● Work instruction
All of the records must come back exactly as they were given.

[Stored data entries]
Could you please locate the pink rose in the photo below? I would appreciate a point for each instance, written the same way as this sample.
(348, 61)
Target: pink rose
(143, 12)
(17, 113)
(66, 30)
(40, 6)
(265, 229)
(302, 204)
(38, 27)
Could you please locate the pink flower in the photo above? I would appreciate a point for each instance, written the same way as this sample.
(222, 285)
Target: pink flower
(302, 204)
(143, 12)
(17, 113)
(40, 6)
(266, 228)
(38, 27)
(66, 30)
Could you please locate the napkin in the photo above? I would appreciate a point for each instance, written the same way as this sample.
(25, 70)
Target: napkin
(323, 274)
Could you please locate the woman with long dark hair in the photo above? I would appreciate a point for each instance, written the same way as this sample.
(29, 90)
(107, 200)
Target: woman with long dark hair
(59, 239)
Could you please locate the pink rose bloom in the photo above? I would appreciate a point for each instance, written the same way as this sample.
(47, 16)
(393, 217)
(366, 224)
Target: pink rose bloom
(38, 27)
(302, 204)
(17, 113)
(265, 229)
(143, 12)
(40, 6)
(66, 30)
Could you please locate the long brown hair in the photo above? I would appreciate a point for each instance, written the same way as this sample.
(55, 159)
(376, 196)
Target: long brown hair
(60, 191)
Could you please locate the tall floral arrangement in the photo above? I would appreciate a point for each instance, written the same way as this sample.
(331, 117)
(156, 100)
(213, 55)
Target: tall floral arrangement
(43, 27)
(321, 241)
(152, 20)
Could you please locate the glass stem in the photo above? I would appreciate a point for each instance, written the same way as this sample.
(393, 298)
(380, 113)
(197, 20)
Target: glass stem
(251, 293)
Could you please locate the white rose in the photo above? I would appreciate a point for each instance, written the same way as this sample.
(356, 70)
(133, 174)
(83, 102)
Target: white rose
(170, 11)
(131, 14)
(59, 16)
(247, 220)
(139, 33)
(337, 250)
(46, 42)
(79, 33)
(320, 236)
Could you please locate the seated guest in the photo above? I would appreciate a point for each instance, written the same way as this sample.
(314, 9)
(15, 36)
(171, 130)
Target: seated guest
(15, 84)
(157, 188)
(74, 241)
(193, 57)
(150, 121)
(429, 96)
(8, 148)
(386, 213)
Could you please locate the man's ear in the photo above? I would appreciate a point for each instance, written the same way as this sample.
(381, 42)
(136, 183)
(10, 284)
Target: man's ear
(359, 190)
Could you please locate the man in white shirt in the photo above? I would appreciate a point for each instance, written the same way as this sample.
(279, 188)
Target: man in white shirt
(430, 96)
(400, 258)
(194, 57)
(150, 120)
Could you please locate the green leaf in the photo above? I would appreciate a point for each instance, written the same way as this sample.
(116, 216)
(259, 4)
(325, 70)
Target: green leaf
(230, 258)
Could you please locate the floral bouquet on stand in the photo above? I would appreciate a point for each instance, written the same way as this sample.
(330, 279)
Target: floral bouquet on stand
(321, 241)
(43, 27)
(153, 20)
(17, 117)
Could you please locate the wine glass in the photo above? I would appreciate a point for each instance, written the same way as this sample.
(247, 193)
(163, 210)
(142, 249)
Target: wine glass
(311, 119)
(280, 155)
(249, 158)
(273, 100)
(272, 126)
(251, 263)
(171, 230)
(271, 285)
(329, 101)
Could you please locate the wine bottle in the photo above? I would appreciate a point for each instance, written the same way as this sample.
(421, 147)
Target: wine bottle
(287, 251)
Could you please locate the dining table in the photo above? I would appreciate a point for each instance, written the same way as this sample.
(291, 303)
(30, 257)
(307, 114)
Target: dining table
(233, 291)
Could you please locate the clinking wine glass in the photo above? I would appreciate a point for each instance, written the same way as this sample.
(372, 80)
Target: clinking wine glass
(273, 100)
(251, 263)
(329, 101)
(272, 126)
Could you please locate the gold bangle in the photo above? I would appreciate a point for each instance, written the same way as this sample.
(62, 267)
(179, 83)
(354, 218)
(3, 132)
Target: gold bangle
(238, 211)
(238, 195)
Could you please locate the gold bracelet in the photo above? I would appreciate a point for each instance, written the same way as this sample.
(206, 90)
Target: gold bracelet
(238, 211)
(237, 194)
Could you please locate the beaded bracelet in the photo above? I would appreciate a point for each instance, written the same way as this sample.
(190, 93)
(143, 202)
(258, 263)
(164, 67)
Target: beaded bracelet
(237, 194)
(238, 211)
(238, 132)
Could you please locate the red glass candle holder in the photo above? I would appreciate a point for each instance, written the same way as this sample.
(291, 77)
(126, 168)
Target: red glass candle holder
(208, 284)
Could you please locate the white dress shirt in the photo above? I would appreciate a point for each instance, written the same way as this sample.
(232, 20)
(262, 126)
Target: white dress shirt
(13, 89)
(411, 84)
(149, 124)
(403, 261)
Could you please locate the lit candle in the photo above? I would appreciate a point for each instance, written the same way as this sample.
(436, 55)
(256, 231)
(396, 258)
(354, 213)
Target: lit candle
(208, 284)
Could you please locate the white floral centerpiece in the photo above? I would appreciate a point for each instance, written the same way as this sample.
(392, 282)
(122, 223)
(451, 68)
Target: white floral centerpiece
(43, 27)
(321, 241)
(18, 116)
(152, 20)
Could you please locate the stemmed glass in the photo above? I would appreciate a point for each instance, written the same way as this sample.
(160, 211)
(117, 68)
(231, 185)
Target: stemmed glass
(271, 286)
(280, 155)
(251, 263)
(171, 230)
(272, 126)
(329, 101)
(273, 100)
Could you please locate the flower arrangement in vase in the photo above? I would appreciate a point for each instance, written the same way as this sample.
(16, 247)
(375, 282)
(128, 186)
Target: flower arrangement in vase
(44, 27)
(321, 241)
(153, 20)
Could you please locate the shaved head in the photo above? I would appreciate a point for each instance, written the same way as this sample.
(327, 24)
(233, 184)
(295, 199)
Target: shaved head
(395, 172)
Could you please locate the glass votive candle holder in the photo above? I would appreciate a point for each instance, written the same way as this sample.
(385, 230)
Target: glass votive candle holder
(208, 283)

● Solution for this exercise
Could you please locate the pink rose in the photo below? I would appreciate a point for each instance, written the same way as this sample.
(348, 61)
Target: pink rose
(143, 12)
(17, 113)
(66, 30)
(40, 6)
(265, 229)
(302, 204)
(38, 27)
Could you please locate the pink flower in the photo above? I would appreciate a point for each instance, written the same way as this sample.
(222, 285)
Target: pink flower
(302, 204)
(143, 12)
(17, 113)
(40, 6)
(266, 228)
(38, 27)
(66, 30)
Could you please locate the napkin in the photo above? I would appreciate a point for each instance, written the same way as this sample.
(25, 70)
Target: napkin
(323, 274)
Could you please locate the woman with long dark hair in the photo above? I would appreciate a point for each instance, written the same way as this sample.
(29, 90)
(107, 200)
Target: woman with long dark hair
(59, 239)
Could you please locate the pink rose bloom in the photo above? I would appreciate a point for each instance, written the same way as this sample.
(47, 16)
(393, 217)
(366, 224)
Target: pink rose bloom
(38, 27)
(302, 204)
(17, 113)
(265, 229)
(143, 12)
(40, 6)
(66, 30)
Could you please locate the long brown hair in the photo above? I would appreciate a point for each instance, written the same way as this sample.
(55, 159)
(376, 196)
Target: long brown hair
(60, 191)
Could you please locate the tall floral arrangement in the photo above? I would appreciate a point for each instance, written the same way as this sample.
(331, 117)
(156, 100)
(213, 55)
Target: tall floral arrangement
(43, 27)
(321, 241)
(152, 20)
Could you please locate the glass stem in the photo above? I would appreciate a point for each instance, written the same way as this sample.
(393, 298)
(380, 113)
(197, 20)
Target: glass stem
(251, 293)
Could you please locate the white rose in the photo above? I would appreciate a point for each instance, written the same way as this sample.
(356, 70)
(133, 174)
(83, 102)
Target: white rose
(170, 11)
(131, 14)
(59, 16)
(247, 220)
(139, 33)
(337, 250)
(46, 42)
(79, 33)
(320, 236)
Could you please locate the seated guest in the photo above? I would appreciate a point for each instance, written the same way as this sample.
(314, 9)
(15, 36)
(171, 130)
Target: seated guest
(15, 84)
(157, 188)
(74, 241)
(193, 57)
(150, 121)
(429, 96)
(8, 148)
(386, 213)
Could you please locate the man's ear in the photo above? I would appreciate a point for each instance, written the same way as this sample.
(381, 42)
(136, 183)
(10, 284)
Target: man's ear
(359, 190)
Could you please locate the man in white shirt in the photo above? I would appreciate a point for each instance, written the same way as this sample.
(279, 188)
Target: man in white shirt
(430, 96)
(400, 258)
(194, 57)
(150, 120)
Could you please locate the green leaf in the photo above? I would appreciate a point for each instance, written the same way as this sample.
(116, 216)
(259, 4)
(325, 70)
Target: green leaf
(230, 258)
Could you please locate the floral bouquet on stand in the photo above? I would appreciate a point for each instance, written the same way as this sample.
(330, 279)
Target: floral bouquet on stand
(321, 241)
(43, 27)
(153, 20)
(17, 117)
Could you please locate the wine glass in the photo above? I would appreciate a point for each instance, written the same way as this sample.
(247, 193)
(163, 210)
(142, 249)
Target: wine glass
(311, 119)
(280, 155)
(249, 158)
(273, 100)
(272, 126)
(251, 263)
(171, 230)
(271, 285)
(329, 101)
Could you please locate the wine bottle in the photo above? I would appreciate a point for each instance, written the same way as this sample.
(421, 147)
Target: wine bottle
(287, 251)
Could you please locate the dining table in the photo above? I would appreciate a point for each instance, written the same way as this sample.
(291, 303)
(30, 257)
(307, 114)
Target: dining table
(233, 291)
Could you please locate the clinking wine glass in the photo above? I would appreciate a point for each instance, written the same way as this sample.
(372, 80)
Target: clinking wine glass
(273, 100)
(251, 263)
(329, 101)
(272, 126)
Could you please locate the gold bangle in the photo above? I would appreciate a point for each instance, written the same way as this sample.
(62, 267)
(179, 83)
(354, 218)
(3, 132)
Target: gold bangle
(238, 211)
(238, 195)
Could you please locate the gold bracelet in the photo above? I would appreciate a point for each instance, written the same way as this sample.
(206, 90)
Target: gold bracelet
(238, 211)
(237, 194)
Could you please locate the beaded bracelet in the photo above? I would appreciate a point for each instance, written the same way as this sample.
(190, 93)
(143, 202)
(258, 263)
(164, 67)
Target: beaded bracelet
(237, 194)
(238, 211)
(238, 132)
Could you please locate the red glass candle holder in the photo above? I would appreciate a point for each instance, written the same way as this sample.
(291, 77)
(126, 168)
Target: red glass candle holder
(208, 284)
Could you please locate the white dress shirt in the photo above? I would appreciate a point for each instance, written the same way as this sample.
(232, 20)
(262, 126)
Target: white dress shirt
(13, 89)
(411, 84)
(149, 124)
(403, 261)
Could you please locate the lit candle in the photo above? I would appreciate a point for each instance, written the same way as this sample.
(436, 55)
(256, 231)
(396, 258)
(354, 213)
Target: lit candle
(208, 284)
Could you please locate the white floral centerpiece in the photo above? I would appreciate a point for each instance, written the same way as this sample.
(392, 282)
(122, 223)
(451, 68)
Target: white floral centerpiece
(43, 27)
(321, 241)
(18, 116)
(152, 20)
Could you please locate the stemmed glass in the photo above? I would appreciate a point for each instance, written the same way as this sample.
(160, 211)
(117, 68)
(231, 185)
Target: stemmed glass
(271, 286)
(280, 155)
(251, 263)
(171, 230)
(272, 126)
(329, 101)
(273, 100)
Could you please locate the flower arrangement in vase in the photo above? I would appreciate a point for each instance, written the same way as this sample.
(16, 247)
(375, 282)
(128, 186)
Target: flower arrangement in vase
(44, 27)
(321, 241)
(153, 20)
Could you please locate the shaved head in the photo above? I would appreciate a point for each instance, written the same way as this sample.
(327, 24)
(233, 184)
(295, 199)
Target: shaved head
(395, 172)
Could you please locate the glass votive candle holder in the photo above? I would appreciate a point for each instance, written the same way as this sample.
(385, 230)
Target: glass votive candle holder
(208, 283)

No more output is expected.